### What you have to do
Please copy, exactly as they appear below, the lines from the one containing "Target: shirt pocket" through the one containing "Target: control panel".

(Source data)
+-------+

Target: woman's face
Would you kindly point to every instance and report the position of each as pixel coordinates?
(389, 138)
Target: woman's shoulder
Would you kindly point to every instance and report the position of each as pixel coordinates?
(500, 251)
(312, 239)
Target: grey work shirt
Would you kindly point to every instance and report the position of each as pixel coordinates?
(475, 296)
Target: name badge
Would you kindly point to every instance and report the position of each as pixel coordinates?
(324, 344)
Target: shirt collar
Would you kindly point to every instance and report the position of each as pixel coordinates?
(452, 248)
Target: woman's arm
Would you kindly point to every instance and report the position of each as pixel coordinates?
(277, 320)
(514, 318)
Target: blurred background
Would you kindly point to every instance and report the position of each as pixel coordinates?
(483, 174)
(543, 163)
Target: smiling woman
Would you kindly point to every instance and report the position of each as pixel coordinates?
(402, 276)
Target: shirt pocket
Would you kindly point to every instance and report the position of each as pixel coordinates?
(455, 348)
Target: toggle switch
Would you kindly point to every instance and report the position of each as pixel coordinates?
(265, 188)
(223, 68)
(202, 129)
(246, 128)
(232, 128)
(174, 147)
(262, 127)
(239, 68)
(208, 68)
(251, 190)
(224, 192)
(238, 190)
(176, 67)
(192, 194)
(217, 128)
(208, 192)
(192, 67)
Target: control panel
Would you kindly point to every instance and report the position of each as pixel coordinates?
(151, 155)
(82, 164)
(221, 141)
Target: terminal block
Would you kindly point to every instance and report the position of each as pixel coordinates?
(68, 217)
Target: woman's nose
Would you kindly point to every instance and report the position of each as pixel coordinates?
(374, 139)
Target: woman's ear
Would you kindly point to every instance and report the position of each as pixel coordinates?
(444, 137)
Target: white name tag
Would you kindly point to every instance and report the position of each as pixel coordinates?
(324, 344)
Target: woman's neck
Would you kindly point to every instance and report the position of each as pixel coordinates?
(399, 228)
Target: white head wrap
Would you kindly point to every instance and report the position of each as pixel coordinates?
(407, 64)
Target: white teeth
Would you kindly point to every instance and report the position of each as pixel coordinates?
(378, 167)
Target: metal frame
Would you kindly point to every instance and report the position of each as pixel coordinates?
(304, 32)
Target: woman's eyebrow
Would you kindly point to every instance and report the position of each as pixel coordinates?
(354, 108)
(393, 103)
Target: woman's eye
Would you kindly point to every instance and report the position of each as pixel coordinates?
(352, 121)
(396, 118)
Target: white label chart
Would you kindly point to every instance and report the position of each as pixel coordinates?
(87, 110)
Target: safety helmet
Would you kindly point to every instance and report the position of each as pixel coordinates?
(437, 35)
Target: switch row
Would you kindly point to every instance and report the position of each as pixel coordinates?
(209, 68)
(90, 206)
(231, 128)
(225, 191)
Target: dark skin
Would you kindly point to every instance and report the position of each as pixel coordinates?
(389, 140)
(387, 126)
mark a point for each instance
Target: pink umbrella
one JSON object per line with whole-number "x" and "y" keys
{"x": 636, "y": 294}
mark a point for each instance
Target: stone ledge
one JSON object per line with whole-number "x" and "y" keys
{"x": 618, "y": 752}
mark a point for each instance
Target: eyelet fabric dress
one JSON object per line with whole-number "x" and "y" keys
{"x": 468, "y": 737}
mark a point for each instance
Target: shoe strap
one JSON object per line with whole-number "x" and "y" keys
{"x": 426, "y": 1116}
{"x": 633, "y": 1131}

+-------+

### Exercise result
Target: shirt pocket
Would you kindly point to every instance and report the position of each as pixel coordinates?
(455, 348)
Target: toggle switch
Would you kindly point to every instance and report the position of each as pixel coordinates?
(265, 188)
(223, 68)
(202, 129)
(246, 128)
(232, 128)
(174, 147)
(262, 127)
(239, 68)
(208, 68)
(251, 190)
(224, 192)
(238, 190)
(176, 67)
(192, 194)
(217, 128)
(208, 192)
(192, 67)
Target: control panel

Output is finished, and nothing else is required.